[BEGIN DATASET RECORDS]

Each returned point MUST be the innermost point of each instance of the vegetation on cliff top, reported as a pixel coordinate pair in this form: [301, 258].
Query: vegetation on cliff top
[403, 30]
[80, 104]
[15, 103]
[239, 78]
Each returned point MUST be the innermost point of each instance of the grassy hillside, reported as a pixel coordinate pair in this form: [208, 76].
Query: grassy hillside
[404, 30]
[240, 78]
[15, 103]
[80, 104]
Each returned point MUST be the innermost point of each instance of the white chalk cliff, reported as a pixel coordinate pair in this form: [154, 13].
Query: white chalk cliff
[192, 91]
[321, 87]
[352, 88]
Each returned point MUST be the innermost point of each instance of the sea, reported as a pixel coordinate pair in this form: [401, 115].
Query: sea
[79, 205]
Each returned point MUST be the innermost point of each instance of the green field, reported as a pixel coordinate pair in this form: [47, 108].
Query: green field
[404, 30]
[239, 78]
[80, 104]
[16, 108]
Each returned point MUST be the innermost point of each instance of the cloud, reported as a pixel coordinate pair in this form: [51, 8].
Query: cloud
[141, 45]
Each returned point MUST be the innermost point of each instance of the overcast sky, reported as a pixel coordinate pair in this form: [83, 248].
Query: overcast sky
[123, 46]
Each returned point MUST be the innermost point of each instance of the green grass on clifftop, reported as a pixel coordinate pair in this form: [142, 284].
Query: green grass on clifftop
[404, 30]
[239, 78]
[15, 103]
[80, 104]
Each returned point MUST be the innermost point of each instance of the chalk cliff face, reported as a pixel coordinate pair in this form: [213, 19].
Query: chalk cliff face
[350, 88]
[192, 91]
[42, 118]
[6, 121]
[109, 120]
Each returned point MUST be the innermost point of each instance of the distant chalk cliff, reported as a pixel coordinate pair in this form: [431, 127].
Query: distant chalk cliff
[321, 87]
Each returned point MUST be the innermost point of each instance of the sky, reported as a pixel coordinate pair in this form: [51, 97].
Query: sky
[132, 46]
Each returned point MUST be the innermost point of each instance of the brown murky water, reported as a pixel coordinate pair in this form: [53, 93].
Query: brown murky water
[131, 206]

[END DATASET RECORDS]

TASK PROMPT:
Extract every line of the material above verbatim, keeping the original order.

TASK OUTPUT:
Each returned point MUST be the innermost point of each instance of the vegetation on cliff top, reported as a pixel coordinate pair in this form: [301, 258].
Query: vegetation on cliff top
[403, 30]
[80, 104]
[15, 103]
[239, 78]
Each returned point MUST be the innermost point of each instance of the grassy hillside, reported as a pixel coordinate pair in this form: [208, 76].
Query: grassy hillside
[404, 30]
[240, 78]
[15, 103]
[80, 104]
Each returned point MUST be the innermost point of each instance of the white chalk cliff, reported as a pixel coordinate pair in this form: [154, 13].
Query: white chalk cliff
[192, 91]
[321, 87]
[352, 88]
Each returned point MUST be the innermost point of each instance of the sea, reported as a pixel coordinate pair in this form: [401, 115].
Query: sea
[79, 205]
Each returned point MUST be the innermost point of each instance of the green field, reported as a pixel coordinate pair in this form: [47, 108].
Query: green field
[404, 30]
[239, 78]
[80, 104]
[16, 108]
Each returned point MUST be the innermost point of each instance of the cloud, reported as a pixel coordinate pair in this form: [51, 8].
Query: cloud
[141, 45]
Each returned point MUST be the innermost point of each instance of the overcast sky, reported as a pixel coordinate pair in this form: [83, 248].
Query: overcast sky
[123, 46]
Each returned point MUST be the innermost point of each instance of the green grass on clifftop, reported as a pixel coordinate pair in this form: [142, 284].
Query: green grass on clifftop
[404, 30]
[239, 78]
[15, 103]
[80, 104]
Each returned point MUST be the innermost point of each instance of the chalk cliff face, reported as a pixel coordinate pair in this form: [213, 19].
Query: chalk cliff face
[350, 88]
[192, 91]
[42, 118]
[6, 121]
[109, 120]
Each returned point MUST be the innermost point of each instance of the distant chalk cliff, reported as a pixel coordinate pair in this form: [431, 127].
Query: distant chalk cliff
[321, 87]
Each returned point MUST be the innermost point of each instance of the sky, reported as a pixel coordinate pair in this form: [51, 97].
Query: sky
[132, 46]
Each returned point MUST be the innermost point of each instance of the brown murky water, reported as a pixel coordinate pair in this form: [53, 93].
Query: brown murky water
[131, 206]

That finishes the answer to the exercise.